Adding a custom seqid2taxid file to the NCBI accession2taxid causes error

Dear flextaxd team,

Thanks for an awesome tool! I use it to combine NCBI with GTDB taxonomy for kraken2 pathogen classification. I have recently been trying to implement the EuPathDB (http://ccb.jhu.edu/data/eupathDB/) to get clean eukaryotic genomes in the database. I tried just adding the genomes to my NCBI genomes path hoping that all would be annotated in the database. However, it seems that there has been some changes to the fasta headers causing problems when trying this since they are not all recognized and printed to the .flextaxdNotAdded file. To circumvent this I modified the seqid2taxid file (downloaded with the EuPathDB) to look like the accession2taxid files from NCBI (modified file attached: reduced_seqid2taxid_duplicate_no_univec.txt.gz) and concatenated this file to the other NCBI accession2taxid files, but somehow flextaxd recognizes that this is not the original one and throws an error message:

Traceback (most recent call last):
  File "/space/sharedbin_ubuntu_14_04/software/flextaxd/0.4.2-foss-2020b-Python-3.8.6/bin/flextaxd", line 8, in <module>
    sys.exit(main())
  File "/space/sharedbin_ubuntu_14_04/software/flextaxd/0.4.2-foss-2020b-Python-3.8.6/lib/python3.8/site-packages/flextaxd/custom_taxonomy_databases.py", line 279, in main
    read_obj.parse_genomeid2taxid(args.genomes_path,args.genomeid2taxid)
  File "/space/sharedbin_ubuntu_14_04/software/flextaxd/0.4.2-foss-2020b-Python-3.8.6/lib/python3.8/site-packages/flextaxd/modules/ReadTaxonomyNCBI.py", line 100, in parse_genomeid2taxid
    raise TypeError("The supplied annotation file does not seem to be the ncbi nucl_gb.accession2taxid.gz")

-*-

- _WHAT THE TASK REQUIRES_: Transcribe everything in the flextaxd error report from "Traceback (most recent" down to "sys.exit(main())".

-*-

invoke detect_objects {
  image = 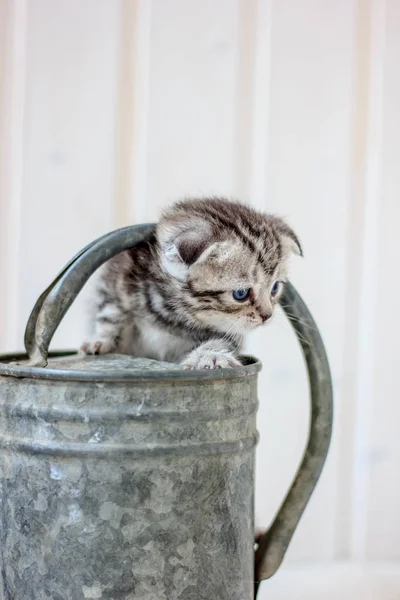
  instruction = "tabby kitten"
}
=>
[82,198,301,369]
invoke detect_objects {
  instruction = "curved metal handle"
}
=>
[25,223,155,367]
[254,283,333,596]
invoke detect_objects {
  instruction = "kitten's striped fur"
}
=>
[82,198,301,368]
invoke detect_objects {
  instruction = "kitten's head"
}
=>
[157,199,301,335]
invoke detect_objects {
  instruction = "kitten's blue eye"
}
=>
[232,288,250,302]
[271,281,279,296]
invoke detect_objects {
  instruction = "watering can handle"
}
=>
[25,224,333,593]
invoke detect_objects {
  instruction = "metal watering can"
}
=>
[0,225,332,600]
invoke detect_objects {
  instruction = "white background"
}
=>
[0,0,400,600]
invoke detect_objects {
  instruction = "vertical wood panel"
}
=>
[364,0,400,561]
[0,0,27,350]
[143,0,238,220]
[253,0,355,561]
[17,0,120,352]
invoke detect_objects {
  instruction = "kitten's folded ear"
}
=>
[157,217,215,280]
[272,217,303,256]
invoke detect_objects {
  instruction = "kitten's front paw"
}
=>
[182,351,242,369]
[81,340,116,354]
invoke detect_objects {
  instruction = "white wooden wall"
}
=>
[0,0,400,592]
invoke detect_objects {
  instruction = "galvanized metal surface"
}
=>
[0,225,332,600]
[0,356,258,600]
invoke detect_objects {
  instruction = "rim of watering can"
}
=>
[0,350,262,383]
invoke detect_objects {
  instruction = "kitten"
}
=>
[82,198,301,369]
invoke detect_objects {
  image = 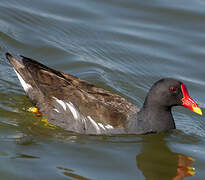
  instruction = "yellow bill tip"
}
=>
[192,106,202,115]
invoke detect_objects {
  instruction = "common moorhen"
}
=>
[6,53,202,135]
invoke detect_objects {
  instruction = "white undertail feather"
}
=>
[66,102,79,119]
[53,97,79,120]
[87,116,100,134]
[98,123,106,130]
[14,69,32,92]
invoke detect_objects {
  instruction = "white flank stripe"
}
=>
[53,97,66,111]
[66,102,78,120]
[98,123,106,130]
[105,124,113,129]
[53,109,60,113]
[87,116,100,134]
[14,69,32,92]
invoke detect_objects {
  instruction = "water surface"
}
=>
[0,0,205,180]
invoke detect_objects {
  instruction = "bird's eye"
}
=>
[169,86,177,93]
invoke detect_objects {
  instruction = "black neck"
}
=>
[137,104,175,132]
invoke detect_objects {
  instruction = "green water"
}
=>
[0,0,205,180]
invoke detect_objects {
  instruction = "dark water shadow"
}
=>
[136,135,195,180]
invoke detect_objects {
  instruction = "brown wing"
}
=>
[7,53,138,131]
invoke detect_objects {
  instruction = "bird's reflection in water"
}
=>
[136,135,195,180]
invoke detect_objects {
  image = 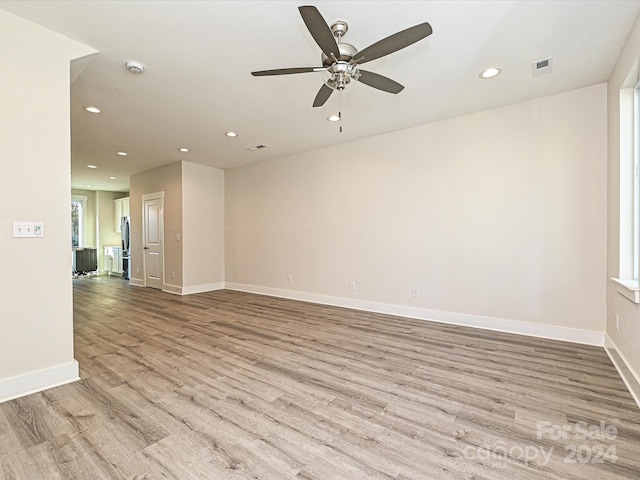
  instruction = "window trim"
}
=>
[71,195,89,248]
[611,67,640,303]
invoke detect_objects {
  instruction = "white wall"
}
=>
[607,13,640,381]
[0,10,93,401]
[226,84,607,339]
[182,162,225,293]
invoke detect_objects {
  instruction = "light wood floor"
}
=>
[0,277,640,480]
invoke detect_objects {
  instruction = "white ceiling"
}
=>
[0,0,640,191]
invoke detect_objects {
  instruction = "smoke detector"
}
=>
[531,57,553,77]
[126,61,144,75]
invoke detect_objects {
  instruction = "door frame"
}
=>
[141,190,165,290]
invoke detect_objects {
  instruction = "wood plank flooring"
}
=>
[0,277,640,480]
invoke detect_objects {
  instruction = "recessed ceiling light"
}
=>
[125,60,144,75]
[480,67,502,78]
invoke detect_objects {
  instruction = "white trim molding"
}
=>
[226,283,605,347]
[604,334,640,407]
[182,282,225,295]
[0,360,80,403]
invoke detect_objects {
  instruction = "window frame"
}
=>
[71,195,88,248]
[611,69,640,303]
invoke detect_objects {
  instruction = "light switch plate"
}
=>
[13,222,44,238]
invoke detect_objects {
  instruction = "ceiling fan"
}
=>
[251,5,433,107]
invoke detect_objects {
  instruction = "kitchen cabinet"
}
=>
[113,197,130,233]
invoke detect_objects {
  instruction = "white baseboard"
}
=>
[225,283,604,347]
[0,360,80,403]
[604,333,640,407]
[182,282,225,295]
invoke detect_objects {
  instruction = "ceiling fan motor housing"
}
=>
[322,43,358,67]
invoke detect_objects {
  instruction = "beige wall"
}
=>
[182,162,225,292]
[0,10,92,400]
[130,162,182,286]
[607,12,640,379]
[225,84,607,332]
[130,162,224,293]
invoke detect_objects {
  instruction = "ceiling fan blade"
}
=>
[355,22,433,64]
[313,84,333,107]
[298,5,340,58]
[358,70,404,93]
[251,67,326,77]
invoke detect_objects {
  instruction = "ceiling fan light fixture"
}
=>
[479,67,502,80]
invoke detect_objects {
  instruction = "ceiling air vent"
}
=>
[531,57,553,77]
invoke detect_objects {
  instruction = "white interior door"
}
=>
[142,192,164,288]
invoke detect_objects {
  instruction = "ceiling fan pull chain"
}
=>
[338,90,342,133]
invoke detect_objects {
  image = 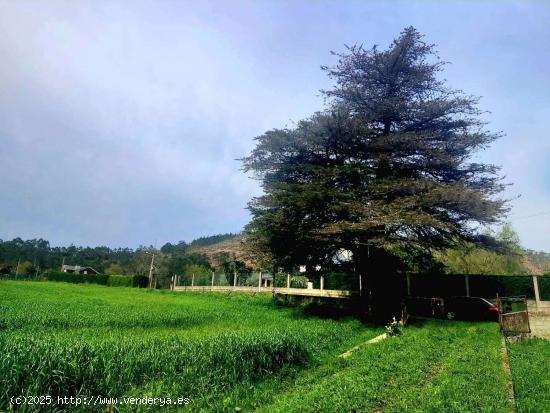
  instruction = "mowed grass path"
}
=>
[0,282,512,412]
[0,281,380,411]
[508,338,550,413]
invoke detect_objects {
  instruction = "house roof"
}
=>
[61,264,99,274]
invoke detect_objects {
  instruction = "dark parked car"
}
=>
[405,297,499,321]
[444,297,499,321]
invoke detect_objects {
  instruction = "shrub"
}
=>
[45,271,109,285]
[132,275,149,288]
[107,275,133,287]
[290,275,308,288]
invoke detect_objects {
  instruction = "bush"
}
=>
[405,274,550,300]
[132,275,149,288]
[290,275,308,288]
[45,271,109,285]
[107,275,133,287]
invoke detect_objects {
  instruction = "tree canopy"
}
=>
[243,27,508,280]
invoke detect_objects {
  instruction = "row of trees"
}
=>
[0,234,251,282]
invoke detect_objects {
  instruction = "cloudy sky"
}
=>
[0,0,550,251]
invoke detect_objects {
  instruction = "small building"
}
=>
[61,265,99,275]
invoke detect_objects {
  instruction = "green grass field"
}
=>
[508,339,550,413]
[0,281,548,412]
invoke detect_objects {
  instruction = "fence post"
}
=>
[258,271,262,292]
[533,275,540,310]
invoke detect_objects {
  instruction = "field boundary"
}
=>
[502,336,518,413]
[173,285,359,298]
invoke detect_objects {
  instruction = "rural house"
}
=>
[61,265,99,275]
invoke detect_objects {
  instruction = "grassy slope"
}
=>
[508,339,550,413]
[0,281,520,412]
[254,321,510,412]
[0,281,378,411]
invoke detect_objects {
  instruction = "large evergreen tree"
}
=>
[243,27,507,318]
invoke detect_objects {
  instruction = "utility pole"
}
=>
[149,252,155,288]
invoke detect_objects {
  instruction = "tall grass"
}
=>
[0,281,374,411]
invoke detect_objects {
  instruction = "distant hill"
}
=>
[187,234,250,265]
[189,232,239,247]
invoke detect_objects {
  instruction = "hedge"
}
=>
[410,274,550,300]
[45,271,109,285]
[44,271,149,288]
[107,275,133,287]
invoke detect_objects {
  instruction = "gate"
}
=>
[497,296,531,334]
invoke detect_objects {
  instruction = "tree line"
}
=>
[0,234,251,280]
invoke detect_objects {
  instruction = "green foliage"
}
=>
[189,232,239,247]
[290,275,308,288]
[105,263,124,275]
[132,275,149,288]
[16,261,36,275]
[408,274,550,300]
[0,238,134,272]
[45,271,109,285]
[436,224,528,275]
[243,27,513,276]
[107,274,134,287]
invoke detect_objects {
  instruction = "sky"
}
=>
[0,0,550,251]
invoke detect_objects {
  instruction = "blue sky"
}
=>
[0,0,550,251]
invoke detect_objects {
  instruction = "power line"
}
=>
[511,211,550,221]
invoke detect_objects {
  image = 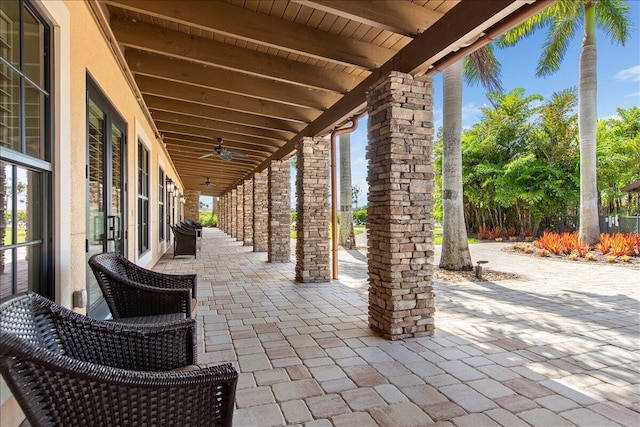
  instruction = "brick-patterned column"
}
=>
[224,191,232,236]
[267,160,291,262]
[218,194,226,232]
[253,169,269,252]
[219,193,229,233]
[236,184,244,242]
[244,179,253,246]
[229,188,238,238]
[296,138,331,283]
[184,190,200,221]
[367,72,435,340]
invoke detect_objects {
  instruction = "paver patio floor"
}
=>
[155,229,640,427]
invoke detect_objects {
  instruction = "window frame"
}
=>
[0,0,55,299]
[158,166,166,245]
[136,139,150,256]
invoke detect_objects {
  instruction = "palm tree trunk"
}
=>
[338,133,355,249]
[440,61,473,270]
[578,5,600,245]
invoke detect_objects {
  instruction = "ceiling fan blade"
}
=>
[218,149,233,162]
[228,151,247,157]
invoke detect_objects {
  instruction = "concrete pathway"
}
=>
[155,229,640,427]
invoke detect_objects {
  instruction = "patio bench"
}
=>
[0,293,238,427]
[171,224,198,258]
[89,252,198,321]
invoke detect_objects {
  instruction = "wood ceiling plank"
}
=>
[151,111,295,141]
[105,0,395,70]
[256,0,549,176]
[144,95,308,132]
[162,137,277,159]
[158,122,284,152]
[125,49,340,110]
[136,75,322,124]
[293,0,443,38]
[110,19,364,93]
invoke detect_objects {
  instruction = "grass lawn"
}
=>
[2,228,27,245]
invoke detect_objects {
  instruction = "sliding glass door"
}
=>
[86,78,127,318]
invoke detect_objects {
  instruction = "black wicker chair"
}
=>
[0,293,238,427]
[171,225,198,258]
[89,252,198,320]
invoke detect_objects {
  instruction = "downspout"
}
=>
[331,110,367,279]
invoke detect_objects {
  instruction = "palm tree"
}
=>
[440,45,501,270]
[499,0,629,244]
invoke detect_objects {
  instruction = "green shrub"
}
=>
[198,212,218,227]
[353,209,367,225]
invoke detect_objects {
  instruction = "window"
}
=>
[158,168,165,243]
[0,0,54,298]
[138,141,149,255]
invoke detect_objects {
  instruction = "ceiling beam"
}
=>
[162,137,277,160]
[136,75,322,123]
[158,122,283,150]
[110,19,366,93]
[105,0,395,70]
[144,95,302,133]
[293,0,444,38]
[152,110,295,141]
[125,50,340,110]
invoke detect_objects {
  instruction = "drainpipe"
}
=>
[331,110,367,279]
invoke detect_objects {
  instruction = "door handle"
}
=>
[107,215,122,241]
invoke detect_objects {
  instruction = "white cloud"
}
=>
[614,65,640,82]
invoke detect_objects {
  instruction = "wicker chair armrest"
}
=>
[51,306,198,371]
[0,337,238,426]
[107,275,196,297]
[135,269,198,292]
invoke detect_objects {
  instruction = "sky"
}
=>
[330,0,640,206]
[199,0,640,208]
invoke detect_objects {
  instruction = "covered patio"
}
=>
[155,228,640,426]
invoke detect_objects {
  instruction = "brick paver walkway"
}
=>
[155,229,640,427]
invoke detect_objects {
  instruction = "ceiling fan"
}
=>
[198,138,247,161]
[200,177,218,187]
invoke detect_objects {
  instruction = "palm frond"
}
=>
[464,44,502,92]
[536,17,582,76]
[596,0,631,46]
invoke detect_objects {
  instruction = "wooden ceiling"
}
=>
[89,0,551,196]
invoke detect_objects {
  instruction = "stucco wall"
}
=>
[0,0,184,427]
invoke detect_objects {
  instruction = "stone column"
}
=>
[229,188,238,238]
[253,169,269,252]
[218,193,229,233]
[236,184,244,242]
[367,72,435,340]
[296,138,331,283]
[184,190,200,221]
[218,194,226,232]
[267,160,291,262]
[244,179,253,246]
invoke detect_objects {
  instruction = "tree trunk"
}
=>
[440,60,473,271]
[578,6,600,245]
[338,133,356,249]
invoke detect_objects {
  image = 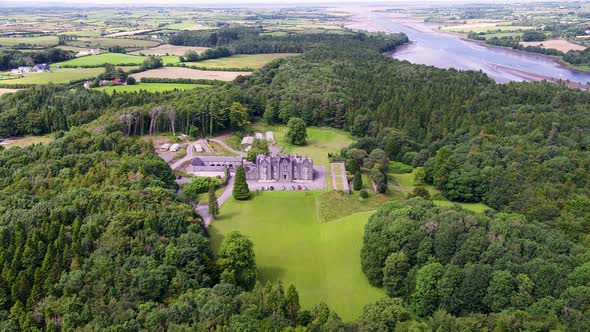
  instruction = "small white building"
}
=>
[265,131,275,143]
[241,136,254,145]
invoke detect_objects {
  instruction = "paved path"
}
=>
[209,138,246,158]
[194,176,234,227]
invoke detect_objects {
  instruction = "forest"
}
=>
[0,26,590,331]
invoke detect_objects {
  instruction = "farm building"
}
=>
[191,156,243,177]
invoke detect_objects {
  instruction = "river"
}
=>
[350,12,590,84]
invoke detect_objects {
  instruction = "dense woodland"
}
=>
[0,27,590,331]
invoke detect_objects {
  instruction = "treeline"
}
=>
[361,198,590,331]
[0,48,74,71]
[241,42,590,236]
[169,27,408,54]
[0,85,172,137]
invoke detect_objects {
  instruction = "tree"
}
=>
[209,185,219,219]
[411,263,444,317]
[414,167,426,185]
[287,117,307,145]
[285,285,301,326]
[408,187,432,200]
[383,251,410,297]
[232,166,250,201]
[217,231,256,290]
[352,170,363,190]
[229,102,250,129]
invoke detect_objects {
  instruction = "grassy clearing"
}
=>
[186,53,297,69]
[209,191,384,321]
[388,172,490,213]
[54,53,146,67]
[97,83,211,94]
[0,68,104,84]
[253,122,353,167]
[131,67,251,81]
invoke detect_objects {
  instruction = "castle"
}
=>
[244,154,313,182]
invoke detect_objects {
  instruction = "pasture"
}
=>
[185,53,297,69]
[209,191,384,321]
[96,83,211,94]
[54,53,145,67]
[131,44,208,56]
[131,67,251,81]
[0,68,104,84]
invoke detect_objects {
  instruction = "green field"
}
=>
[54,53,145,67]
[0,36,57,47]
[96,83,211,94]
[0,68,104,84]
[253,122,352,166]
[186,53,297,69]
[209,191,384,321]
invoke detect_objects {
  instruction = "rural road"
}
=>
[195,176,234,227]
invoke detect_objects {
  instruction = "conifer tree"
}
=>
[209,185,219,219]
[232,166,250,201]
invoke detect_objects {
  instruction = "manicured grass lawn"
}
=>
[0,68,104,84]
[97,83,211,94]
[186,53,297,69]
[253,122,353,166]
[55,53,145,67]
[209,191,384,321]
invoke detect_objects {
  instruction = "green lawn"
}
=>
[97,83,211,94]
[54,53,146,67]
[253,122,353,166]
[186,53,297,69]
[209,191,384,321]
[0,68,104,84]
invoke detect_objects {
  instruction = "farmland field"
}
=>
[131,44,208,56]
[0,68,104,84]
[97,83,211,93]
[131,67,251,81]
[186,53,297,69]
[67,37,159,48]
[0,36,57,47]
[209,191,384,321]
[54,53,145,67]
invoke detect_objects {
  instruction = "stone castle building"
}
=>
[245,154,313,182]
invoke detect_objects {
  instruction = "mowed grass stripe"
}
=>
[209,191,384,320]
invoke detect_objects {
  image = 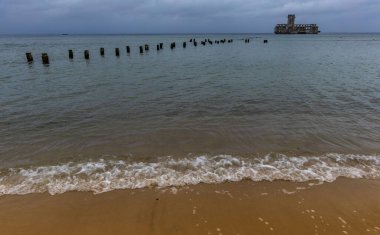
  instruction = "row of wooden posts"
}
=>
[26,38,268,64]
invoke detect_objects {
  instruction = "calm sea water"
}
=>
[0,34,380,194]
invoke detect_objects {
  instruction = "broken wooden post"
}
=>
[69,50,74,60]
[41,53,49,64]
[84,50,90,60]
[25,52,33,63]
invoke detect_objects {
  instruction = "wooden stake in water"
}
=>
[41,53,49,64]
[69,49,74,60]
[84,50,90,60]
[25,52,33,63]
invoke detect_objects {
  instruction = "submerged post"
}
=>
[84,50,90,60]
[69,49,74,60]
[25,52,33,63]
[41,53,49,64]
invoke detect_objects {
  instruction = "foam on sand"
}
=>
[0,154,380,195]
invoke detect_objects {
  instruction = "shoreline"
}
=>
[0,178,380,235]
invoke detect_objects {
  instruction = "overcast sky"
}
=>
[0,0,380,34]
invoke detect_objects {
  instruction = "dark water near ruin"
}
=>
[0,34,380,195]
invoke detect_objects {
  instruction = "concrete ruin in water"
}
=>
[274,15,320,34]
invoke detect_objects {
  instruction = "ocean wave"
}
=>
[0,154,380,195]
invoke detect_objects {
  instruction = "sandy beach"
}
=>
[0,178,380,235]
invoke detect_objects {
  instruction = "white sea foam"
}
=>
[0,154,380,195]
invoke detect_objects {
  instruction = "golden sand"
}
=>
[0,179,380,235]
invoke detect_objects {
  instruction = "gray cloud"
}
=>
[0,0,380,34]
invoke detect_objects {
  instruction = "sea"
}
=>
[0,34,380,195]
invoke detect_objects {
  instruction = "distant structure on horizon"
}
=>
[274,15,321,34]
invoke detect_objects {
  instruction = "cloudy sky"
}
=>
[0,0,380,34]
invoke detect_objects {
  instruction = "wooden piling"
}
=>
[84,50,90,60]
[25,52,33,63]
[69,49,74,60]
[41,53,49,64]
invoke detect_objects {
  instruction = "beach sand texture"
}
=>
[0,178,380,235]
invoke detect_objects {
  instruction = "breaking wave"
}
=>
[0,154,380,195]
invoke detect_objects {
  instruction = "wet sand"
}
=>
[0,179,380,235]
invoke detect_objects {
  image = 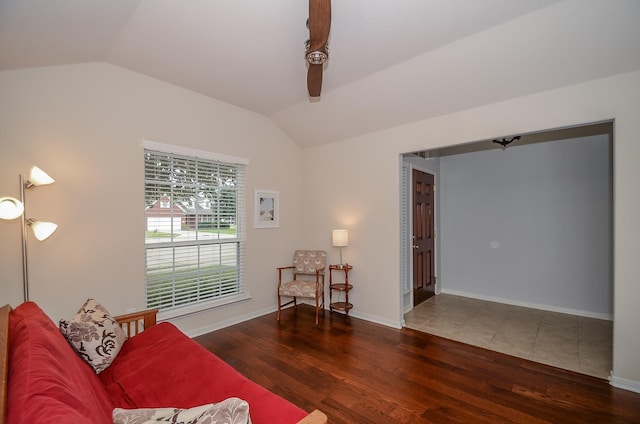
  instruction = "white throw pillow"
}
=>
[112,398,251,424]
[60,299,127,374]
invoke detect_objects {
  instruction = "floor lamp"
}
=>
[0,166,58,302]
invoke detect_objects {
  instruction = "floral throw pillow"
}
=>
[60,299,127,374]
[112,398,251,424]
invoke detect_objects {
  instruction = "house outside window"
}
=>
[144,141,248,318]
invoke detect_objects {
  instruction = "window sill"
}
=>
[158,293,251,321]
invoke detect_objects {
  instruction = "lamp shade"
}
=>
[331,229,349,247]
[27,166,55,186]
[0,197,24,219]
[27,219,58,241]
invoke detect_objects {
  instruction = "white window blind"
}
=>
[144,144,245,311]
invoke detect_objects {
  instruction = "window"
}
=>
[144,141,248,315]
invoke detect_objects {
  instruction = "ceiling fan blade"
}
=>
[307,65,323,97]
[309,0,331,53]
[306,0,331,97]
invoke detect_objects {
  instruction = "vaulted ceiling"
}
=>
[0,0,640,147]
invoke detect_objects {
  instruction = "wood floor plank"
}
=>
[195,305,640,424]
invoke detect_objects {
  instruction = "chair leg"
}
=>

-*-

- _SOLUTION BELOW_:
Traceback (most recent call last):
  File "/space/sharedbin_ubuntu_14_04/software/flextaxd/0.4.2-foss-2020b-Python-3.8.6/bin/flextaxd", line 8, in <module>
    sys.exit(main())